Reproduce the records below with each "segmentation" changed to "outline" and nothing else altered. Omit the pictures.

***

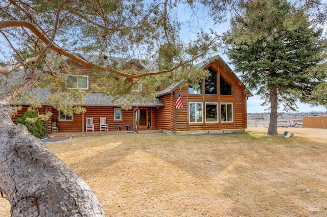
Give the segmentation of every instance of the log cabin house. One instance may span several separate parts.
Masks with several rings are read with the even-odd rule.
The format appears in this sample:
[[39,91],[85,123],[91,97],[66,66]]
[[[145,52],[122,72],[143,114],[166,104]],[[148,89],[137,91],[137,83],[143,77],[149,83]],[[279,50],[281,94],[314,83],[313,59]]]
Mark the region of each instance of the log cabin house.
[[[91,61],[88,60],[89,56],[81,57]],[[144,67],[139,63],[131,63]],[[109,131],[155,129],[168,133],[223,133],[243,132],[247,127],[246,100],[252,95],[245,93],[245,87],[240,84],[239,78],[219,56],[198,64],[211,74],[207,78],[199,81],[199,88],[181,88],[177,83],[160,87],[157,101],[150,104],[135,103],[130,105],[132,108],[129,110],[122,110],[113,103],[110,96],[92,92],[88,76],[90,69],[77,63],[70,64],[80,72],[77,76],[67,75],[67,79],[75,81],[76,86],[73,88],[87,92],[82,105],[86,112],[69,116],[43,105],[39,112],[53,114],[44,123],[49,133],[99,131],[101,117],[106,118],[107,125],[104,130]],[[82,80],[77,82],[78,79]],[[34,92],[40,95],[48,94],[44,90],[36,90]],[[180,95],[183,106],[176,108]],[[13,118],[14,122],[29,106],[21,105],[23,109]],[[88,118],[93,120],[93,128],[90,129],[87,128]]]

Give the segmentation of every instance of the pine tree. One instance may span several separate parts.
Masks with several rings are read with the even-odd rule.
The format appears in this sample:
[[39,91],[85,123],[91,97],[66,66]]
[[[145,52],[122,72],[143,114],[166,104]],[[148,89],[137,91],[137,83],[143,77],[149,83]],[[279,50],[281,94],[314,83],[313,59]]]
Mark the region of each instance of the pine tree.
[[306,11],[286,0],[258,0],[243,5],[224,35],[227,55],[241,80],[270,104],[268,134],[278,134],[277,108],[296,111],[296,103],[327,77],[315,69],[323,60],[322,31],[312,26]]

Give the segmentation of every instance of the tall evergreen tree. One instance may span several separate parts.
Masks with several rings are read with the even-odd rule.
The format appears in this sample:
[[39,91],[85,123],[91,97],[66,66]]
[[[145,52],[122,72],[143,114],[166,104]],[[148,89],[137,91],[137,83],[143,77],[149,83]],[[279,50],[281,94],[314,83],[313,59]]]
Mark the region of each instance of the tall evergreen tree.
[[296,111],[298,100],[327,77],[325,68],[315,70],[326,41],[306,10],[286,0],[251,1],[241,8],[224,34],[227,55],[245,86],[258,90],[264,105],[270,104],[267,133],[276,135],[279,105]]

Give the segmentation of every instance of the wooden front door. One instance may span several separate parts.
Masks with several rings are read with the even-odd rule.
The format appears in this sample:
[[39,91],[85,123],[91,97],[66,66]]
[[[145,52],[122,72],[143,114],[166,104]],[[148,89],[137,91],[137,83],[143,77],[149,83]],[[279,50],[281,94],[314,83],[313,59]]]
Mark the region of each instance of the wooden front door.
[[138,129],[148,129],[148,110],[138,110]]

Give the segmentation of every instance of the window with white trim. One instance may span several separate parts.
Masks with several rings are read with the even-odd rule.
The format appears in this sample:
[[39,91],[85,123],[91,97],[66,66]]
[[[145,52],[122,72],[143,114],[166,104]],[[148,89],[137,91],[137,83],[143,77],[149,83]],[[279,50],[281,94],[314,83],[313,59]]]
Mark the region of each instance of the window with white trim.
[[218,104],[205,103],[205,122],[217,123],[218,122]]
[[68,74],[66,87],[69,89],[88,90],[88,76]]
[[189,94],[202,94],[202,85],[201,80],[199,81],[197,84],[198,87],[194,88],[191,86],[189,86]]
[[114,109],[114,120],[122,120],[122,108],[116,108]]
[[190,102],[189,105],[190,123],[202,123],[202,103]]
[[232,103],[220,103],[220,112],[222,122],[233,122]]
[[59,113],[60,117],[59,120],[60,121],[72,121],[73,116],[69,115],[65,115],[63,112],[60,112]]

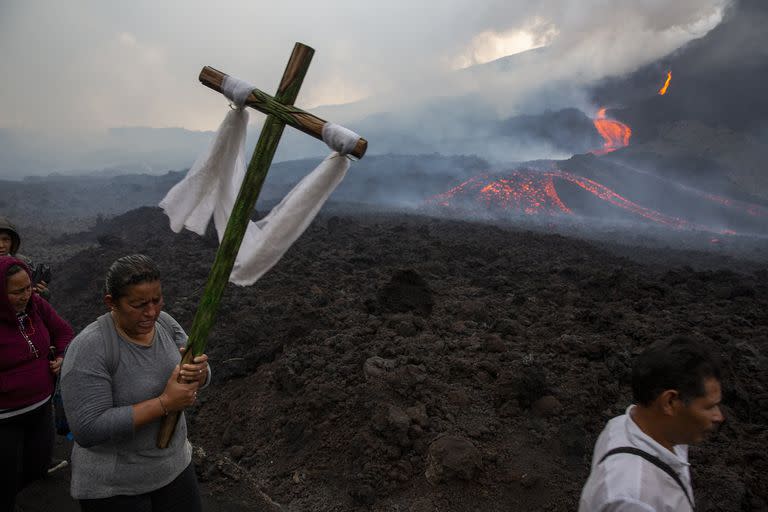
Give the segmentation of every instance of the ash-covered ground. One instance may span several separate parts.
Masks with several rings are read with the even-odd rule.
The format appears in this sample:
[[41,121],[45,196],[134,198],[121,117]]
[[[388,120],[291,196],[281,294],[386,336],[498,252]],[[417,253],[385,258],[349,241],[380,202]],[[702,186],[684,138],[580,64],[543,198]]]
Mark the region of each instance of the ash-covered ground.
[[[55,266],[61,314],[93,321],[108,265],[144,252],[189,329],[215,237],[141,208],[61,241],[97,235]],[[727,415],[691,450],[697,509],[768,510],[768,253],[664,245],[321,215],[225,292],[190,415],[206,495],[223,510],[575,510],[596,436],[631,401],[632,357],[691,334],[723,359]]]

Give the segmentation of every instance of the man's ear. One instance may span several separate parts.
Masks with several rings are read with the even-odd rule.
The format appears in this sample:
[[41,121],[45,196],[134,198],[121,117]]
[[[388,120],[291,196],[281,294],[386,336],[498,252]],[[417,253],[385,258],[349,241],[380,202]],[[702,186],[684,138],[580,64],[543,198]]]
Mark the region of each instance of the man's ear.
[[680,400],[680,394],[674,389],[667,389],[659,395],[657,403],[665,415],[672,416],[676,410],[677,400]]

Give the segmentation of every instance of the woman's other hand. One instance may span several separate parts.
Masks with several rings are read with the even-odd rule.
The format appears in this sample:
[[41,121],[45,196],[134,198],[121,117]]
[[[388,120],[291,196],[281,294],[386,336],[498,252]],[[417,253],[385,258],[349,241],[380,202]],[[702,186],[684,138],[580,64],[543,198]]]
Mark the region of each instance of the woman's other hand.
[[[181,357],[184,357],[184,347],[179,349]],[[187,382],[197,382],[201,386],[208,379],[208,356],[200,354],[195,356],[192,363],[185,363],[181,366],[181,378]]]
[[57,357],[53,361],[50,361],[48,363],[48,366],[51,368],[51,373],[54,375],[58,375],[61,371],[61,363],[64,361],[63,357]]
[[195,403],[197,399],[199,384],[197,381],[184,382],[184,379],[179,382],[180,371],[178,366],[174,367],[173,373],[165,384],[163,394],[160,395],[160,402],[168,411],[181,411]]

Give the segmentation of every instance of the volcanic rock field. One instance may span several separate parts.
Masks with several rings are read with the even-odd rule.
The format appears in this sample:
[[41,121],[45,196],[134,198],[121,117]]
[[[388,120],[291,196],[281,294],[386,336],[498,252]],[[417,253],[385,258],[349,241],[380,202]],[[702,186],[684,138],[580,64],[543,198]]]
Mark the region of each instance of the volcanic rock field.
[[[189,329],[215,236],[174,234],[156,208],[95,229],[61,239],[98,242],[55,264],[59,312],[85,327],[109,264],[143,252]],[[697,510],[768,510],[768,256],[671,245],[321,214],[225,292],[189,414],[205,492],[270,511],[575,510],[632,357],[689,334],[725,368],[727,421],[690,455]]]

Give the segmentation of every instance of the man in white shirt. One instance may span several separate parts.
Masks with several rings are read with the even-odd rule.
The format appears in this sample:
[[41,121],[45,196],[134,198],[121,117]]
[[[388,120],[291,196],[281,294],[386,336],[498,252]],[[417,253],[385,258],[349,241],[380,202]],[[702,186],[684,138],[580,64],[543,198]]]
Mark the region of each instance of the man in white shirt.
[[717,361],[690,338],[654,343],[633,365],[632,395],[597,439],[579,512],[693,511],[687,445],[723,422]]

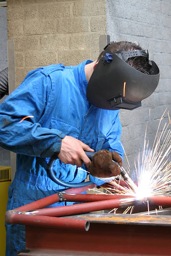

***

FINAL ANSWER:
Give the outline of every instance of the log cabin house. One instance may span several separate parts.
Masks with several rings are read with the even-odd rule.
The format appears in this sample:
[[39,91],[85,123],[91,97],[66,66]]
[[[145,52],[122,72],[143,114],[166,104]],[[148,89],[137,91],[137,83],[143,77],[149,83]],[[279,50],[281,94],[314,83],[313,59]]]
Mark the region of each instance of the log cabin house.
[[[91,61],[88,60],[89,56],[81,57]],[[144,67],[139,63],[131,63]],[[109,131],[155,129],[168,133],[223,133],[243,132],[247,127],[246,100],[252,95],[245,93],[245,87],[240,84],[239,78],[219,56],[198,64],[211,74],[207,78],[199,81],[199,88],[181,88],[177,83],[160,87],[157,101],[150,104],[135,103],[130,105],[132,108],[129,110],[122,110],[113,103],[110,96],[92,92],[88,76],[90,69],[77,63],[70,64],[80,72],[77,76],[67,75],[67,79],[75,81],[76,86],[73,88],[87,92],[82,105],[86,112],[69,116],[43,105],[39,112],[53,114],[44,123],[49,133],[99,131],[101,117],[106,118],[107,125],[104,130]],[[82,80],[77,82],[78,79]],[[34,92],[40,95],[48,94],[44,90],[36,90]],[[180,95],[183,106],[176,108]],[[13,118],[14,122],[29,106],[21,105],[23,109]],[[88,118],[93,120],[93,128],[90,129],[87,128]]]

Give the outline of every instance of the pine tree. One instance may span several separate parts.
Masks with several rings are read with the even-odd rule.
The format appears in this sample:
[[39,91],[85,123],[91,97],[66,66]]
[[[145,52],[122,72],[143,114],[166,104]],[[148,89],[137,91],[137,83],[143,77],[149,83]],[[279,50],[281,94],[314,83],[313,59]]]
Mark the region of each instance of the pine tree.
[[306,11],[286,0],[258,0],[243,5],[224,35],[227,55],[241,80],[270,104],[268,134],[278,134],[277,108],[296,111],[296,103],[327,77],[315,69],[323,60],[322,31],[312,26]]

Give the outline of every instance of the tall evergreen tree. One instance may span several separate parts.
Masks with several rings are read with the even-odd rule.
The format appears in this sample:
[[39,91],[85,123],[91,97],[66,66]]
[[[145,52],[122,72],[143,114],[166,104]],[[148,89],[137,91],[137,83],[143,77],[149,83]],[[279,50],[281,94],[314,83],[313,59]]]
Mark the region of each instance of the tall evergreen tree.
[[296,111],[298,100],[327,77],[325,68],[315,70],[326,41],[306,10],[286,0],[251,1],[241,8],[224,34],[227,55],[245,86],[258,90],[264,105],[270,104],[267,133],[276,135],[279,105]]

Give the outline of every instance of the wooden front door. One instance may span several separate parts.
Masks with several rings are read with the even-odd rule.
The format appears in this sample:
[[39,91],[85,123],[91,97],[66,66]]
[[[145,52],[122,72],[143,114],[166,104]],[[148,89],[137,91],[137,83],[143,77],[149,83]],[[279,50],[281,94],[314,83],[313,59]]]
Mark the region of each instance of the wooden front door.
[[138,129],[148,129],[148,110],[138,110]]

Give the outline of every instance of the window with white trim. One instance may span several separate parts.
Masks with several rings are read with the even-odd rule.
The format appears in this sample:
[[39,91],[85,123],[91,97],[66,66]]
[[[145,52],[122,72],[143,114],[166,104]],[[148,89],[137,91],[137,83],[143,77],[149,83]],[[279,50],[281,94],[314,83],[313,59]]]
Mark the region of each instance of the window with white trim.
[[218,104],[205,103],[205,122],[217,123],[218,122]]
[[68,74],[66,87],[69,89],[88,90],[88,76]]
[[189,94],[202,94],[202,85],[201,80],[199,81],[197,84],[198,87],[194,88],[191,86],[189,86]]
[[114,109],[114,120],[122,120],[122,108],[116,108]]
[[190,102],[189,105],[190,123],[202,123],[202,103]]
[[232,103],[220,103],[220,112],[222,122],[233,122]]
[[59,113],[60,117],[59,120],[60,121],[72,121],[73,116],[69,115],[65,115],[63,112],[60,112]]

Give the outline of every instance of the ash-covered ground. One instance may span several separate parts.
Masks with several rings are read with the even-odd rule.
The format appears in this sample:
[[41,121],[45,196],[134,198],[121,117]]
[[[388,120],[291,196],[281,294],[386,336],[498,252]],[[417,253],[385,258],[349,241],[380,202]],[[702,186],[684,138],[580,64],[543,198]]]
Mark the region of each instance of the ash-covered ground.
[[[55,266],[61,314],[93,321],[108,265],[144,252],[189,329],[215,237],[141,208],[61,241],[97,235]],[[727,415],[691,450],[697,509],[768,510],[768,253],[664,245],[321,215],[225,292],[190,415],[206,495],[223,510],[575,510],[596,436],[631,401],[632,357],[691,334],[723,359]]]

Give the outline of every instance of the man's ear. One instance may span several separate parts.
Masks with several rings are read with the even-odd rule.
The format appears in this sample:
[[41,121],[45,196],[134,198],[121,117]]
[[[388,120],[291,196],[281,294],[386,336],[498,252]],[[417,253],[385,258],[349,241],[380,202]],[[702,186],[684,138],[580,64],[543,198]]]
Mark the region of each instance of the man's ear.
[[680,400],[680,394],[674,389],[667,389],[659,395],[657,403],[665,415],[672,416],[676,410],[677,400]]

Give the outline of every instance of the woman's other hand. One instance may span several separate parts.
Masks with several rings are read with the even-odd rule.
The format appears in this sample:
[[41,121],[45,196],[134,198],[121,117]]
[[[388,120],[291,196],[281,294],[386,336],[498,252]],[[417,253],[385,258],[349,241],[380,202]],[[702,186],[684,138],[580,64],[543,198]]]
Mark the region of each instance of the woman's other hand.
[[[181,357],[184,357],[184,347],[179,349]],[[187,382],[197,382],[201,386],[208,379],[208,356],[200,354],[195,356],[192,363],[185,363],[181,366],[181,378]]]
[[57,357],[53,361],[50,361],[48,363],[48,366],[51,368],[51,373],[54,375],[58,375],[61,371],[61,363],[64,361],[63,357]]
[[195,403],[197,399],[199,384],[197,381],[184,382],[184,379],[179,382],[180,371],[178,366],[174,367],[173,373],[165,384],[163,394],[160,395],[160,402],[168,411],[181,411]]

Give the outline of every instance of the volcanic rock field. One instance may span several separate parts.
Masks with several rings are read with the even-odd rule.
The format appears in this sample:
[[41,121],[45,196],[134,198],[121,117]]
[[[388,120],[291,196],[281,294],[386,336],[498,252]],[[417,253],[385,258],[349,241],[380,202]],[[702,186],[684,138],[580,64],[543,198]]]
Mark the region of each instance of the volcanic rock field.
[[[189,329],[215,236],[174,234],[156,208],[95,229],[61,239],[98,242],[55,264],[59,312],[85,327],[109,264],[143,252]],[[697,510],[768,510],[768,256],[671,245],[321,214],[225,292],[189,414],[205,492],[270,511],[575,510],[632,357],[689,334],[725,368],[727,421],[690,455]]]

Give the outline of every instance of the man in white shirt. One instance may span several separate parts.
Masks with several rings are read with the even-odd rule.
The format appears in this sample:
[[41,121],[45,196],[134,198],[121,117]]
[[[388,120],[291,196],[281,294],[386,336],[498,252]],[[417,253],[385,258],[349,241],[380,202]],[[702,186],[684,138],[580,64],[543,198]]]
Mark the region of each instance of the man in white shirt.
[[717,361],[690,338],[654,343],[633,365],[632,395],[597,439],[579,512],[693,511],[687,445],[723,422]]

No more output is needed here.